TASK TO CARRY OUT: In the data, find the word "below" and copy out every line that has it.

Dataset records

══════════════════════════════

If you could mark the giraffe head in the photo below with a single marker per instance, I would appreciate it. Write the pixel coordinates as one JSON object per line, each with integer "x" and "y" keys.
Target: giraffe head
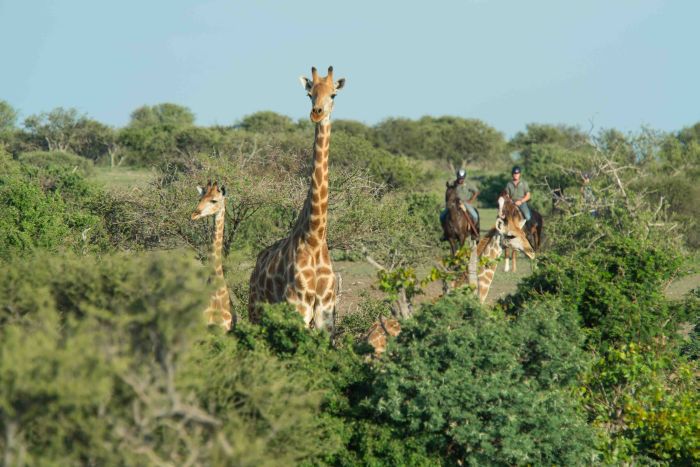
{"x": 322, "y": 91}
{"x": 513, "y": 236}
{"x": 211, "y": 202}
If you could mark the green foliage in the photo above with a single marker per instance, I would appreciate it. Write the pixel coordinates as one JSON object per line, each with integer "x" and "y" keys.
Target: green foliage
{"x": 645, "y": 400}
{"x": 449, "y": 139}
{"x": 68, "y": 131}
{"x": 358, "y": 322}
{"x": 29, "y": 218}
{"x": 397, "y": 279}
{"x": 491, "y": 187}
{"x": 686, "y": 315}
{"x": 267, "y": 122}
{"x": 167, "y": 116}
{"x": 57, "y": 160}
{"x": 476, "y": 390}
{"x": 107, "y": 362}
{"x": 616, "y": 288}
{"x": 8, "y": 116}
{"x": 397, "y": 172}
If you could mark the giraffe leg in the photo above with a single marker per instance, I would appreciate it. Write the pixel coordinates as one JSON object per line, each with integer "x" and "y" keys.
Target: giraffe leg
{"x": 324, "y": 306}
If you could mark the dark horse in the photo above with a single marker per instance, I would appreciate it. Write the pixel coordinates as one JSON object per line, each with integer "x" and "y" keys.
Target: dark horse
{"x": 532, "y": 228}
{"x": 457, "y": 225}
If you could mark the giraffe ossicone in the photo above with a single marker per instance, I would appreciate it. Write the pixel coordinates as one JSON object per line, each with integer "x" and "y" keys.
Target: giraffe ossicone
{"x": 297, "y": 269}
{"x": 212, "y": 202}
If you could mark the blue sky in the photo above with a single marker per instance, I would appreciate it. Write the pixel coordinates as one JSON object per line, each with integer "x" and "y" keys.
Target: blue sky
{"x": 603, "y": 64}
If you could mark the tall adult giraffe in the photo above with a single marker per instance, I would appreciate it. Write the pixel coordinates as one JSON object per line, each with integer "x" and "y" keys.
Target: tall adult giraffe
{"x": 298, "y": 269}
{"x": 212, "y": 202}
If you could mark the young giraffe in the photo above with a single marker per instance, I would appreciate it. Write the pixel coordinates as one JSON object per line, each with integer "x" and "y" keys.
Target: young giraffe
{"x": 298, "y": 268}
{"x": 507, "y": 208}
{"x": 506, "y": 232}
{"x": 213, "y": 203}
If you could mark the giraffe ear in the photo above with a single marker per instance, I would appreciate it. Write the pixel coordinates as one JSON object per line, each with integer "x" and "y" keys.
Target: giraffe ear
{"x": 306, "y": 83}
{"x": 500, "y": 225}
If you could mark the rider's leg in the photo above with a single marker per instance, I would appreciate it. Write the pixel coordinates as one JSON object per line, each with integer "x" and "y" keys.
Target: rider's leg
{"x": 526, "y": 211}
{"x": 472, "y": 212}
{"x": 443, "y": 215}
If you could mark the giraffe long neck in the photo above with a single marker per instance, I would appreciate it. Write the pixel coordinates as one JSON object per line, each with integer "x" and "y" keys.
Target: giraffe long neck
{"x": 314, "y": 216}
{"x": 489, "y": 250}
{"x": 217, "y": 247}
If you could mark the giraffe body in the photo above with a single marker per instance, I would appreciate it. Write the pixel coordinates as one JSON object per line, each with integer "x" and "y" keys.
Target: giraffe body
{"x": 298, "y": 269}
{"x": 213, "y": 203}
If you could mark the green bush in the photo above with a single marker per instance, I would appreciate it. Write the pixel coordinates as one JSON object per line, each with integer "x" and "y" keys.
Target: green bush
{"x": 58, "y": 160}
{"x": 108, "y": 362}
{"x": 616, "y": 289}
{"x": 475, "y": 390}
{"x": 645, "y": 401}
{"x": 30, "y": 218}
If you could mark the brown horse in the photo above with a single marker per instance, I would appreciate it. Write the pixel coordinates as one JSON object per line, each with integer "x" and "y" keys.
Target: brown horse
{"x": 457, "y": 225}
{"x": 532, "y": 228}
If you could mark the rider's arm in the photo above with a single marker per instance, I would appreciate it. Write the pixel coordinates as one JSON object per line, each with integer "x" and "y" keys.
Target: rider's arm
{"x": 524, "y": 199}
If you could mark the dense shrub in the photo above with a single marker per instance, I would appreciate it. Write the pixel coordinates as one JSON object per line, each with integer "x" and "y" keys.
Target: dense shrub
{"x": 645, "y": 400}
{"x": 615, "y": 288}
{"x": 449, "y": 139}
{"x": 108, "y": 362}
{"x": 474, "y": 390}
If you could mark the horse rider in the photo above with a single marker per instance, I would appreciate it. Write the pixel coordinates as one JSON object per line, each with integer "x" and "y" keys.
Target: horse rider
{"x": 467, "y": 193}
{"x": 519, "y": 192}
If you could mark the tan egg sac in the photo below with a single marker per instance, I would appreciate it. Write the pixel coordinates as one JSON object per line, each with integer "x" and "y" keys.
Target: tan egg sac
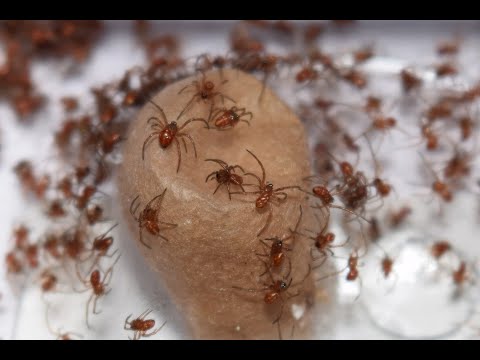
{"x": 212, "y": 260}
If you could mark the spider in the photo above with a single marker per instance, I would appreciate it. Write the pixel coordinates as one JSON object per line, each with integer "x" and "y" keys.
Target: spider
{"x": 169, "y": 132}
{"x": 148, "y": 218}
{"x": 226, "y": 176}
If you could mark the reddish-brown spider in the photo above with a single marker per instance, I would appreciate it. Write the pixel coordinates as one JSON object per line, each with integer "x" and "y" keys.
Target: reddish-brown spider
{"x": 439, "y": 187}
{"x": 140, "y": 326}
{"x": 410, "y": 80}
{"x": 267, "y": 193}
{"x": 97, "y": 286}
{"x": 169, "y": 132}
{"x": 227, "y": 118}
{"x": 275, "y": 291}
{"x": 226, "y": 176}
{"x": 60, "y": 335}
{"x": 206, "y": 92}
{"x": 459, "y": 165}
{"x": 363, "y": 54}
{"x": 94, "y": 214}
{"x": 278, "y": 248}
{"x": 382, "y": 187}
{"x": 149, "y": 218}
{"x": 100, "y": 246}
{"x": 461, "y": 274}
{"x": 439, "y": 248}
{"x": 399, "y": 216}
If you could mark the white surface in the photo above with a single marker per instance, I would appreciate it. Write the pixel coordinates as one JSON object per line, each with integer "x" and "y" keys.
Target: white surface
{"x": 397, "y": 43}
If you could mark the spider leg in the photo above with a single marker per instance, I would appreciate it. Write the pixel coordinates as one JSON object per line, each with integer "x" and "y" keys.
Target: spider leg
{"x": 155, "y": 198}
{"x": 95, "y": 306}
{"x": 155, "y": 332}
{"x": 163, "y": 237}
{"x": 192, "y": 120}
{"x": 217, "y": 188}
{"x": 134, "y": 211}
{"x": 127, "y": 323}
{"x": 193, "y": 142}
{"x": 269, "y": 218}
{"x": 255, "y": 176}
{"x": 184, "y": 144}
{"x": 239, "y": 167}
{"x": 222, "y": 163}
{"x": 168, "y": 224}
{"x": 212, "y": 174}
{"x": 157, "y": 121}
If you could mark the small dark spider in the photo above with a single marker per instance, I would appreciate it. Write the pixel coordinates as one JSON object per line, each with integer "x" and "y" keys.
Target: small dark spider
{"x": 267, "y": 194}
{"x": 226, "y": 176}
{"x": 169, "y": 132}
{"x": 205, "y": 91}
{"x": 148, "y": 218}
{"x": 140, "y": 326}
{"x": 227, "y": 118}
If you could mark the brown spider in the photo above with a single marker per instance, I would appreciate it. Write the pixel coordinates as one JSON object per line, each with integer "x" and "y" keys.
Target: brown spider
{"x": 140, "y": 326}
{"x": 227, "y": 118}
{"x": 278, "y": 248}
{"x": 205, "y": 91}
{"x": 267, "y": 193}
{"x": 226, "y": 176}
{"x": 97, "y": 286}
{"x": 169, "y": 132}
{"x": 148, "y": 218}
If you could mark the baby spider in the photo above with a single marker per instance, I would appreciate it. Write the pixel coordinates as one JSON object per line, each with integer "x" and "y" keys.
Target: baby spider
{"x": 205, "y": 91}
{"x": 97, "y": 286}
{"x": 140, "y": 326}
{"x": 277, "y": 289}
{"x": 226, "y": 176}
{"x": 267, "y": 193}
{"x": 169, "y": 132}
{"x": 227, "y": 118}
{"x": 277, "y": 254}
{"x": 148, "y": 218}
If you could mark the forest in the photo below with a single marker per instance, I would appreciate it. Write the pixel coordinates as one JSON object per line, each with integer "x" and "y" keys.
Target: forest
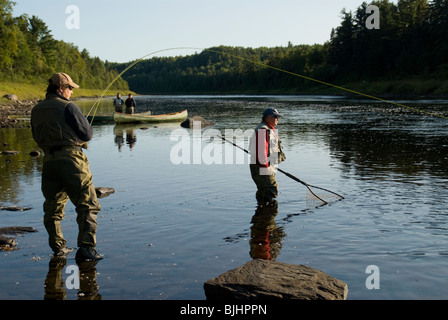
{"x": 410, "y": 46}
{"x": 29, "y": 54}
{"x": 408, "y": 54}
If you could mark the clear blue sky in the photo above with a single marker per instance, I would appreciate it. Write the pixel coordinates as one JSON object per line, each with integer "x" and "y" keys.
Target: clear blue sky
{"x": 121, "y": 31}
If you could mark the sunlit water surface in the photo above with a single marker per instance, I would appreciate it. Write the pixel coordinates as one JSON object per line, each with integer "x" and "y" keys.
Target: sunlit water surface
{"x": 170, "y": 227}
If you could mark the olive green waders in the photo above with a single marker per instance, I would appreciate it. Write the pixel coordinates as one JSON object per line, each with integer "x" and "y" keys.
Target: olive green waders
{"x": 267, "y": 187}
{"x": 65, "y": 175}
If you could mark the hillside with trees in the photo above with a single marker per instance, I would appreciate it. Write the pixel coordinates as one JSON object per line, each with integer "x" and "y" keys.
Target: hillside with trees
{"x": 29, "y": 53}
{"x": 407, "y": 54}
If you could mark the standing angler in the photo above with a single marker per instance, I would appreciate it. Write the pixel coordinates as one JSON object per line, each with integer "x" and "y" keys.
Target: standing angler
{"x": 266, "y": 154}
{"x": 61, "y": 130}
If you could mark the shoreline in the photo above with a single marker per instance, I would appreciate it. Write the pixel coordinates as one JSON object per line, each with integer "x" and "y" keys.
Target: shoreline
{"x": 12, "y": 111}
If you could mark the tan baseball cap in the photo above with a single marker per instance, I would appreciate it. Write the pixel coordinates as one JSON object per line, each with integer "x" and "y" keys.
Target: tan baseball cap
{"x": 60, "y": 79}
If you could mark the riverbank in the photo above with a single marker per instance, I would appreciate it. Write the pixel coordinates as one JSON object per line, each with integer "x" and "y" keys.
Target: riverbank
{"x": 25, "y": 96}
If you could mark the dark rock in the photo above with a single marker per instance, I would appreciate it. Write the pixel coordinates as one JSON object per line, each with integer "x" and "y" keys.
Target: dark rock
{"x": 11, "y": 97}
{"x": 271, "y": 280}
{"x": 102, "y": 192}
{"x": 17, "y": 230}
{"x": 196, "y": 120}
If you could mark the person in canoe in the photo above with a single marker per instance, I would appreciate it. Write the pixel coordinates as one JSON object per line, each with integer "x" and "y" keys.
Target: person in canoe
{"x": 118, "y": 103}
{"x": 130, "y": 104}
{"x": 62, "y": 131}
{"x": 266, "y": 153}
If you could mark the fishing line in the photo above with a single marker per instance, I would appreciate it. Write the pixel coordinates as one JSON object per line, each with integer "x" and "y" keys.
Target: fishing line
{"x": 96, "y": 103}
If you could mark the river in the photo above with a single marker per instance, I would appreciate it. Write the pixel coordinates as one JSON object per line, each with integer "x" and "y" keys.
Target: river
{"x": 175, "y": 222}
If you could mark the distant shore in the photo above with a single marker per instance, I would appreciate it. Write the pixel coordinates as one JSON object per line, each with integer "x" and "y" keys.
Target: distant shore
{"x": 13, "y": 113}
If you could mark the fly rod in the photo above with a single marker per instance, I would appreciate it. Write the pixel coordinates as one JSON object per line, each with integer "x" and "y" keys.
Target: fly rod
{"x": 309, "y": 186}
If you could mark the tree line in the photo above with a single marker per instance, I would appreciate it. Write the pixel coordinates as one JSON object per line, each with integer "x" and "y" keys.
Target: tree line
{"x": 29, "y": 53}
{"x": 412, "y": 42}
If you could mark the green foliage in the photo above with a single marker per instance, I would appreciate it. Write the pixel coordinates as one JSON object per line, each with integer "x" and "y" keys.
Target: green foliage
{"x": 29, "y": 53}
{"x": 412, "y": 43}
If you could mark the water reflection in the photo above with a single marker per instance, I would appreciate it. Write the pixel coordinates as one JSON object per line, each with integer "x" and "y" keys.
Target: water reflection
{"x": 265, "y": 236}
{"x": 56, "y": 287}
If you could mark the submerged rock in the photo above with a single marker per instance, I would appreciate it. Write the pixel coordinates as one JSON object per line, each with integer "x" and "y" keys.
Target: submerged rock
{"x": 102, "y": 192}
{"x": 266, "y": 279}
{"x": 9, "y": 243}
{"x": 11, "y": 97}
{"x": 196, "y": 120}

══════════════════════════════

FINISHED TASK:
If you could mark the giraffe head in the photo below with a single marker per instance, I would appreciate it. Write the pixel coordinates as one JSON object per line, each with integer "x" and "y" keys.
If you could mark the tan egg sac in the photo below with a single marker per instance, I would appreciate it. Write the pixel coordinates as one JSON object per line, each with integer "x" and "y" keys.
If you could mark the forest in the photo below with a single marker per instance, I would appreciate it. Write the pixel coordinates as one JSON object per line, each with integer "x" and "y" keys.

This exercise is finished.